**EXCERPTED TEXT:**
┌──
Painful shift to correct decades-old dependency on imports
Ghana is undergoing a painful shift that could drag on as its government looks to correct a decades-old dependency on imports.
Import substitution policies
The country is revisiting and possibly strengthening its import substitution policies to eventually increase food production, chiefly of chicken, rice, sugar and tomatoes among others.
Agriculture and food processing
Government is looking to shift some of that economic activity away from consumption toward agriculture and food processing.
Inflation, cedi
Meanwhile, inflation could keep rising, and new foreign-exchange controls might not immediately halt the slide of the cedi.
Over 50% depreciation of cedi
The cedi, Africa’s worst-performing currency, has depreciated over 50% against the dollar since January.
Same cash crops and minerals export since colonial times
But, for all its rising consumption, Ghana and many African economies export the same cash crops and minerals they have relied on since colonial times.
President Nana Akufo-Addo announced review of the standards required for imports into the country, prioritise the imports, as well as review the management of foreign exchange reserves.
Rice, poultry, vegetable oil fruit juice imports to be reviewed
This, he said will be done in relation to imports of products such as rice, poultry, vegetable oil, tooth picks, pasta, fruit juice, bottled water and ceramic tiles, and others which, with intensified government support and that of the banking sector, can be manufactured and produced in sufficient quantities in Ghana.
└──
[Point annotation records]
┌──
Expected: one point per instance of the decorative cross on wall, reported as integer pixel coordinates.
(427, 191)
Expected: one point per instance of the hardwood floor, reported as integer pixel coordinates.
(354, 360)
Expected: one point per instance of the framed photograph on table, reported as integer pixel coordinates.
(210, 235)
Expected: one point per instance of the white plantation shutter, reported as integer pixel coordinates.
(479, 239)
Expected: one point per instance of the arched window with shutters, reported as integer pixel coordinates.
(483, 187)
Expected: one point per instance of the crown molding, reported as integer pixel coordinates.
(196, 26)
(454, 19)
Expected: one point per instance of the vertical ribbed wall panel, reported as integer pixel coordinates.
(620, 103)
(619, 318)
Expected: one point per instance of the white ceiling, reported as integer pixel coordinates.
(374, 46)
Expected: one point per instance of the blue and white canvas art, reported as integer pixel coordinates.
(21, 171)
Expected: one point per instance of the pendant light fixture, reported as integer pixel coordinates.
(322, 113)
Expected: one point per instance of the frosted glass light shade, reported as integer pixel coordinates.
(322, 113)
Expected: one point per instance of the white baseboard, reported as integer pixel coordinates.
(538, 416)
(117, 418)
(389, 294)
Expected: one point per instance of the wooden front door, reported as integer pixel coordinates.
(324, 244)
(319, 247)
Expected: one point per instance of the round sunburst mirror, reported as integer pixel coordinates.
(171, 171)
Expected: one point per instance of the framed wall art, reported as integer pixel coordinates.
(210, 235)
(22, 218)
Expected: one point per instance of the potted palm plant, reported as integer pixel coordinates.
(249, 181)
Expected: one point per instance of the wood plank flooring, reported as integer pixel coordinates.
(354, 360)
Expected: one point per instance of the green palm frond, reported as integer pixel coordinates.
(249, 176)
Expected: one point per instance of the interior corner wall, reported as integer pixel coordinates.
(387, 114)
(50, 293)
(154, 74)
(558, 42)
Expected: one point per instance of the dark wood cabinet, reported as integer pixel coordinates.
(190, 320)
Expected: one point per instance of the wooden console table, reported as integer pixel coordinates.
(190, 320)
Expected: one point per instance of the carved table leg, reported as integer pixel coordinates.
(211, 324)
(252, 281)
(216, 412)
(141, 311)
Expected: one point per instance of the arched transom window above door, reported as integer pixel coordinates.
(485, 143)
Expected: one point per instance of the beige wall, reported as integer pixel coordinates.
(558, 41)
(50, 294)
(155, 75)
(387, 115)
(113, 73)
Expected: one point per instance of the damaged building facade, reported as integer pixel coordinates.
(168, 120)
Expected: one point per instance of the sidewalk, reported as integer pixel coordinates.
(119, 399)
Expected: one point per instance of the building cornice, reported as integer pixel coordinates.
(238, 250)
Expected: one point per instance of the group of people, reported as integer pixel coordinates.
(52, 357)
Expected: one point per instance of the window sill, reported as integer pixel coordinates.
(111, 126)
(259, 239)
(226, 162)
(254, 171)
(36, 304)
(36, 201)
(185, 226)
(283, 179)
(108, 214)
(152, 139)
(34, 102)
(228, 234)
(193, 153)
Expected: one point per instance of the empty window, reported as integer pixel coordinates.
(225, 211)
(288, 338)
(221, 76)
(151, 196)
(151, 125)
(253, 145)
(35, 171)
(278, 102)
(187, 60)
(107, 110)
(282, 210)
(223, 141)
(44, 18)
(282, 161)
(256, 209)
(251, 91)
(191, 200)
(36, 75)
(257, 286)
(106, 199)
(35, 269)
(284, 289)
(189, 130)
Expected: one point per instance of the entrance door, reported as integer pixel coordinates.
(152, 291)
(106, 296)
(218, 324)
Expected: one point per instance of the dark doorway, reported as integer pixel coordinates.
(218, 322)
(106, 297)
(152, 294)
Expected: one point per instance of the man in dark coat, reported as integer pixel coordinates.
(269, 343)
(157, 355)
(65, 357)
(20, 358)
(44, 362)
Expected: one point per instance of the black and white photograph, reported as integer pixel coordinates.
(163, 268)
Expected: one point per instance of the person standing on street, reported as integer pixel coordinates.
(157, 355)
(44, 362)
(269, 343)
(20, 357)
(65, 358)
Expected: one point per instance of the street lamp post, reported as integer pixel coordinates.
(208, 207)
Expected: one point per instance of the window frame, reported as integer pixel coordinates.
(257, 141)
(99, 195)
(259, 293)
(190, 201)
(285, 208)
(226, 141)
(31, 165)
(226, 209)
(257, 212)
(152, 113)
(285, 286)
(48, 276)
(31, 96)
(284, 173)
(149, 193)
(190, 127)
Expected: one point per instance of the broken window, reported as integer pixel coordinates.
└──
┌──
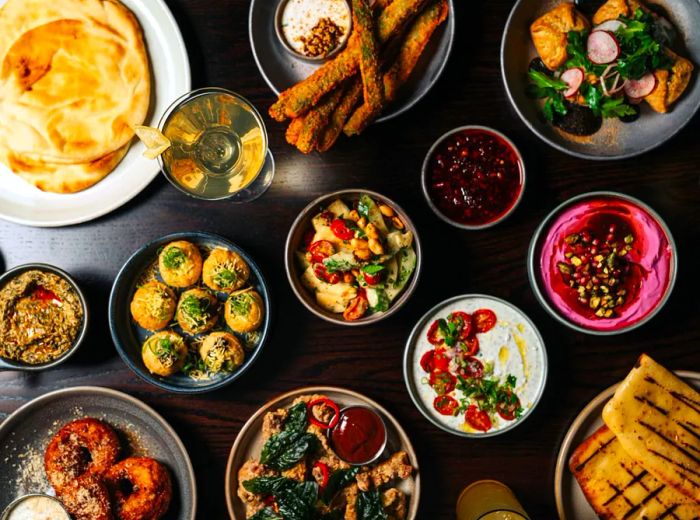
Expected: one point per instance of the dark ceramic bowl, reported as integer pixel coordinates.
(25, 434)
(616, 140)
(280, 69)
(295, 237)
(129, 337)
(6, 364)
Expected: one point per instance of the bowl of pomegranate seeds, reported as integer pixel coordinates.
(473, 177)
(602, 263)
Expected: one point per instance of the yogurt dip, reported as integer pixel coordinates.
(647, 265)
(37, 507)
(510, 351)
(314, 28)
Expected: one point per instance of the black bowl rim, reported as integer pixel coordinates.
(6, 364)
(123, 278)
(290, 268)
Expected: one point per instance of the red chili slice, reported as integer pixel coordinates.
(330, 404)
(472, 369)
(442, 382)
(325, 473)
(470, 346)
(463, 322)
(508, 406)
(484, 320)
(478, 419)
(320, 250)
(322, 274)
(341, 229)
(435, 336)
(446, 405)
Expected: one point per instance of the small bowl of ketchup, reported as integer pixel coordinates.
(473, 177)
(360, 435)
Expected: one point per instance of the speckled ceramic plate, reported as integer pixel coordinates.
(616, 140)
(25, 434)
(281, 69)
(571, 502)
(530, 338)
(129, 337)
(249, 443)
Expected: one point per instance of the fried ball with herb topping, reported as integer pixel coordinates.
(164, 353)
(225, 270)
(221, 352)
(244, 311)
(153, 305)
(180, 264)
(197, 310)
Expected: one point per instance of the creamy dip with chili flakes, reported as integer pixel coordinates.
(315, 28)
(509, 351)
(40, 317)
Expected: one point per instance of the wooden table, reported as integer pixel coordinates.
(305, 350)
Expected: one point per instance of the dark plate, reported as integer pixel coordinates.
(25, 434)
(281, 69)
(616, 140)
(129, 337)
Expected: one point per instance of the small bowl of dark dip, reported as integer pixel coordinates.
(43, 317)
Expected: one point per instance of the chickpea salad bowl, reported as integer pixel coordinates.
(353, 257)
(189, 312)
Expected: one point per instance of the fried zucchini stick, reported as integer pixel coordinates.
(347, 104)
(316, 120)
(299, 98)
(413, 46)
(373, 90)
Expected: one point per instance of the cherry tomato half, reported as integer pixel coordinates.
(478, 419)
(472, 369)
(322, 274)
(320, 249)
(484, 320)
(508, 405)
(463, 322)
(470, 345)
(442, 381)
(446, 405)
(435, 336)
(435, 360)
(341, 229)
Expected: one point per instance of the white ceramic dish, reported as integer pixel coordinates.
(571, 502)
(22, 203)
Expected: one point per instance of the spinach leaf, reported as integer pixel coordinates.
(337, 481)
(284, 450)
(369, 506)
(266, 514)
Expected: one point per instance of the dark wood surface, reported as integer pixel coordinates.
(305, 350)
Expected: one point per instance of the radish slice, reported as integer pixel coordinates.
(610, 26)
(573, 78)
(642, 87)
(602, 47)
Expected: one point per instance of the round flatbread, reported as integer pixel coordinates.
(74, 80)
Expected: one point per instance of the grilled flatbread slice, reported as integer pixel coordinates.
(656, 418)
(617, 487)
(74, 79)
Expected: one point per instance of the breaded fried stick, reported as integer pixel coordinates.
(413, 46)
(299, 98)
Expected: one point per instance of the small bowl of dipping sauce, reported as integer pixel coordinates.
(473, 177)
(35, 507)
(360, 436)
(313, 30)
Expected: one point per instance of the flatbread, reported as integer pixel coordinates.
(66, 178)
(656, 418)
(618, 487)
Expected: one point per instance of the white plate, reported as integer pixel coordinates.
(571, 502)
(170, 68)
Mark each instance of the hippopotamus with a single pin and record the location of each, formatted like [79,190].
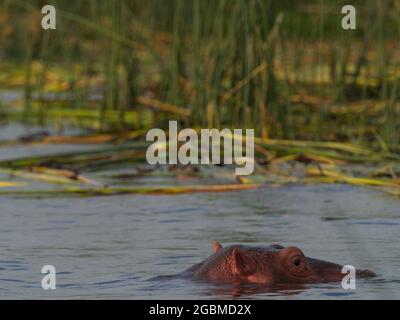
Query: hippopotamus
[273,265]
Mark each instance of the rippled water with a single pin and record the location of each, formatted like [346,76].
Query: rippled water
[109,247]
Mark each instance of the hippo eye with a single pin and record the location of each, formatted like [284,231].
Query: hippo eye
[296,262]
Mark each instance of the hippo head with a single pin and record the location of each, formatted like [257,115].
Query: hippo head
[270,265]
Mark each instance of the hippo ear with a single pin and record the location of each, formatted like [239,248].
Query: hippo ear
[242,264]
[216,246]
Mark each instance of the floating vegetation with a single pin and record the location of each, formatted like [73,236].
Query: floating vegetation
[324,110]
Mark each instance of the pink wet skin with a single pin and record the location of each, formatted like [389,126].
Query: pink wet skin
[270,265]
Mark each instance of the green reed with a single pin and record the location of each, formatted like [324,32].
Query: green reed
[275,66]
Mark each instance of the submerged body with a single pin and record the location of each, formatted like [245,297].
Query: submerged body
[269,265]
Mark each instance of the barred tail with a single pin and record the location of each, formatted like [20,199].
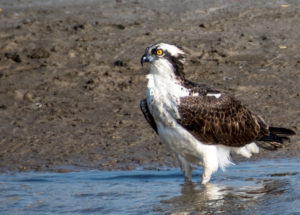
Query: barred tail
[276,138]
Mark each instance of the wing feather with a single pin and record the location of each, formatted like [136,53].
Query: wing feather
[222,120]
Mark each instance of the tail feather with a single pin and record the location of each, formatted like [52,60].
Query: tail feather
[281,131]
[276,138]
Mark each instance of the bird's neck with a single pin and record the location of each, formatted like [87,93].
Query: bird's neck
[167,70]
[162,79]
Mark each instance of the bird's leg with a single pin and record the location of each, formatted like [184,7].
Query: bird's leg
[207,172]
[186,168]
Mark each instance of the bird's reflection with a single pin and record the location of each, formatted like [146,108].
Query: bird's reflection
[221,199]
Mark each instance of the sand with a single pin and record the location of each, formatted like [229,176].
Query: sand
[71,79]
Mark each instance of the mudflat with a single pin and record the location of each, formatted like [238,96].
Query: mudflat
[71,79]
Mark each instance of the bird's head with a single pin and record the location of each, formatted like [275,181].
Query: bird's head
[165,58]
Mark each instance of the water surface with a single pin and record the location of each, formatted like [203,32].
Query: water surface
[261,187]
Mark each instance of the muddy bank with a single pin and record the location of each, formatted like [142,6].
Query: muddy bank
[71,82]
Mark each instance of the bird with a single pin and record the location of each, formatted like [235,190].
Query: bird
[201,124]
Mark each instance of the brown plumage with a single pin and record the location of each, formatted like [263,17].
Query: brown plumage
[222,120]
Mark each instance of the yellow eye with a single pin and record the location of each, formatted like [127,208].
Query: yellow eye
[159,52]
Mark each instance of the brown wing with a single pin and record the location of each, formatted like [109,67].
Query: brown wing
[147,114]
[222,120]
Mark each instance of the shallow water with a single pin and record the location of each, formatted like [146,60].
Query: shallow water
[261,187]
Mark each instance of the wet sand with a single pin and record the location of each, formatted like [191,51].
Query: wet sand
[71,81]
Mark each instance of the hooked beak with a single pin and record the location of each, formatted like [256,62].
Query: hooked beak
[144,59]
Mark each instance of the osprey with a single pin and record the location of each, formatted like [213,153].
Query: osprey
└──
**WHAT IS NEEDED:** Pick up the excerpt on Ghana's effort to reduce its reliance on imports after its final sentence, and write the next part.

**EXERCISE RESULT:**
He pledged that government will, in May 2023 review the situation saying “We must, as a matter of urgent national security, reduce our dependence on imported goods, and enhance our self-reliance, as demanded by our overarching goal of creating a Ghana Beyond Aid”.
“Much as we believe in free trade, we must work to ensure that the majority of goods in our shops and market places are those we produce and grow here in Ghana.
“That is why we have to support our farmers and domestic industries, including those created under the 1-District-1-Factory initiative, to help reduce our dependence on imports, and allow us the opportunity to export more and more of our products, and guarantee a stable currency that will present a high level of predictability for citizens and the business community.
“Exports, not imports, must be our mantra! Accra, after all, hosts the headquarters of the Secretariat of the African Continental Free Trade Area,” he added
Increasing local production
President Akufo-Addo promised that efforts will be increased to support local production to substitute for the cut in imports and appealed to the public to consume locally produced goods.